TASK TO CARRY OUT: Rewrite every line of the items below as a Markdown table with two columns, Row and Line, numbering each row and leaving out blank lines. Leave the pictures out of the table.

INPUT RECORDS:
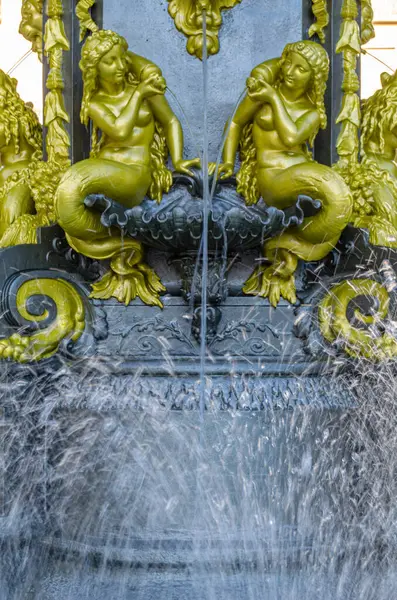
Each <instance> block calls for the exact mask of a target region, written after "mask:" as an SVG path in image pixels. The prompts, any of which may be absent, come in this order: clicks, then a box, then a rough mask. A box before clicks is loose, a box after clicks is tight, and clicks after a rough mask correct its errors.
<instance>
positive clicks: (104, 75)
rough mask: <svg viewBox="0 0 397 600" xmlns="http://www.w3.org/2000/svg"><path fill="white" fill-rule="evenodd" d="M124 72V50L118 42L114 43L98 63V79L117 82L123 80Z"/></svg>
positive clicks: (118, 83)
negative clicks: (114, 43) (114, 45)
mask: <svg viewBox="0 0 397 600" xmlns="http://www.w3.org/2000/svg"><path fill="white" fill-rule="evenodd" d="M126 72H127V62H126V52H125V50H124V48H123V47H122V46H121V45H120V44H116V46H113V48H112V49H111V50H109V52H106V54H104V55H103V56H102V58H101V60H100V61H99V63H98V75H99V81H100V82H101V81H104V82H106V83H113V84H119V83H122V82H123V81H124V78H125V74H126Z"/></svg>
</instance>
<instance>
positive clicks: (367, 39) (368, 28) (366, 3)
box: [360, 0, 375, 44]
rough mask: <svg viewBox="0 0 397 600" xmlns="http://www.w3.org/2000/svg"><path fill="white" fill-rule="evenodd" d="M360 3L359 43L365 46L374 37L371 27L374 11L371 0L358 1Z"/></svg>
mask: <svg viewBox="0 0 397 600" xmlns="http://www.w3.org/2000/svg"><path fill="white" fill-rule="evenodd" d="M360 3H361V43H362V44H367V43H368V42H369V41H370V40H372V39H373V38H374V37H375V28H374V25H373V20H374V10H373V8H372V0H360Z"/></svg>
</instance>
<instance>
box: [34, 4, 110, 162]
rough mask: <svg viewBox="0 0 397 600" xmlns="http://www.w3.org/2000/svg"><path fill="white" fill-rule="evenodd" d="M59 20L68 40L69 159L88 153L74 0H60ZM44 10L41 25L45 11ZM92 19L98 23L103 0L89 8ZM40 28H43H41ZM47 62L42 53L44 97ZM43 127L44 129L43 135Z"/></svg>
mask: <svg viewBox="0 0 397 600" xmlns="http://www.w3.org/2000/svg"><path fill="white" fill-rule="evenodd" d="M62 4H63V22H64V25H65V32H66V35H67V38H68V40H69V43H70V51H69V52H64V54H63V79H64V84H65V89H64V100H65V108H66V112H67V113H68V115H69V117H70V123H69V124H68V125H67V130H68V133H69V135H70V143H71V145H70V159H71V161H72V163H75V162H77V161H79V160H83V159H84V158H88V157H89V153H90V132H89V130H88V129H87V128H86V127H84V126H83V125H82V123H81V121H80V107H81V99H82V96H83V82H82V77H81V72H80V69H79V61H80V54H81V47H82V43H81V42H80V24H79V20H78V18H77V17H76V14H75V8H76V0H62ZM45 12H46V11H44V26H45V22H46V20H47V15H46V14H45ZM91 14H92V16H93V19H94V21H95V22H96V23H97V24H98V26H99V27H100V28H101V27H102V14H103V0H96V3H95V5H94V6H93V8H92V10H91ZM43 31H44V28H43ZM48 70H49V67H48V62H47V59H46V57H44V97H45V95H46V93H47V89H46V87H45V82H46V79H47V75H48ZM45 134H46V131H45V129H44V139H45Z"/></svg>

TASK RESPONSE:
| Row | Line |
|---|---|
| 1 | Each <instance> block calls for the exact mask of a target region, written after "mask:" as an SVG path in image pixels. The prompts, any of which may be absent, come in this order: clicks, then a box, then a rough mask. A box before clicks is loose, a box after clicks is tight, and clicks after a rough mask correct its errors. |
| 2 | <instance> |
| 3 | positive clicks: (104, 75) |
| 4 | rough mask: <svg viewBox="0 0 397 600" xmlns="http://www.w3.org/2000/svg"><path fill="white" fill-rule="evenodd" d="M124 72V50L118 42L114 43L98 63V79L117 82L123 80Z"/></svg> |
| 5 | positive clicks: (118, 83) |
| 6 | negative clicks: (114, 43) (114, 45) |
| 7 | mask: <svg viewBox="0 0 397 600" xmlns="http://www.w3.org/2000/svg"><path fill="white" fill-rule="evenodd" d="M126 72H127V62H126V52H125V50H124V48H123V47H122V46H121V45H120V44H116V46H113V48H112V49H111V50H109V52H106V54H104V55H103V56H102V58H101V60H100V61H99V63H98V75H99V81H100V82H101V81H104V82H106V83H113V84H119V83H122V82H123V81H124V78H125V74H126Z"/></svg> |
| 8 | </instance> |
| 9 | <instance> |
| 10 | positive clicks: (367, 39) (368, 28) (366, 3) |
| 11 | box: [360, 0, 375, 44] |
| 12 | rough mask: <svg viewBox="0 0 397 600" xmlns="http://www.w3.org/2000/svg"><path fill="white" fill-rule="evenodd" d="M360 3L359 43L365 46L374 37L371 27L374 11L371 0L358 1Z"/></svg> |
| 13 | mask: <svg viewBox="0 0 397 600" xmlns="http://www.w3.org/2000/svg"><path fill="white" fill-rule="evenodd" d="M360 3H361V43H362V44H367V43H368V42H369V41H370V40H372V39H373V38H374V37H375V28H374V25H373V20H374V10H373V8H372V0H360Z"/></svg> |
| 14 | </instance> |
| 15 | <instance> |
| 16 | box: [34, 4, 110, 162] |
| 17 | rough mask: <svg viewBox="0 0 397 600" xmlns="http://www.w3.org/2000/svg"><path fill="white" fill-rule="evenodd" d="M59 20L68 40L69 159L88 153L74 0H60ZM44 10L41 25L45 11ZM92 19L98 23L103 0L89 8ZM40 28H43H41ZM47 62L42 53L44 97ZM43 127L44 129L43 135Z"/></svg> |
| 18 | mask: <svg viewBox="0 0 397 600" xmlns="http://www.w3.org/2000/svg"><path fill="white" fill-rule="evenodd" d="M62 4H63V22H64V25H65V32H66V35H67V38H68V40H69V43H70V51H69V52H64V54H63V79H64V84H65V89H64V100H65V108H66V112H67V113H68V115H69V117H70V123H69V124H68V125H67V130H68V133H69V135H70V143H71V145H70V159H71V161H72V163H75V162H77V161H79V160H83V159H84V158H88V157H89V153H90V132H89V130H88V129H87V128H86V127H84V126H83V125H82V123H81V121H80V107H81V99H82V96H83V82H82V77H81V72H80V69H79V61H80V54H81V47H82V43H81V42H80V24H79V20H78V18H77V17H76V14H75V8H76V0H62ZM45 12H46V11H44V26H45V22H46V20H47V15H46V14H45ZM91 14H92V16H93V19H94V21H95V22H96V23H97V24H98V26H99V27H100V28H101V27H102V14H103V0H96V3H95V5H94V6H93V8H92V10H91ZM43 31H44V28H43ZM48 70H49V67H48V62H47V59H46V57H44V97H45V95H46V93H47V89H46V87H45V82H46V79H47V75H48ZM45 134H46V131H45V129H44V139H45Z"/></svg> |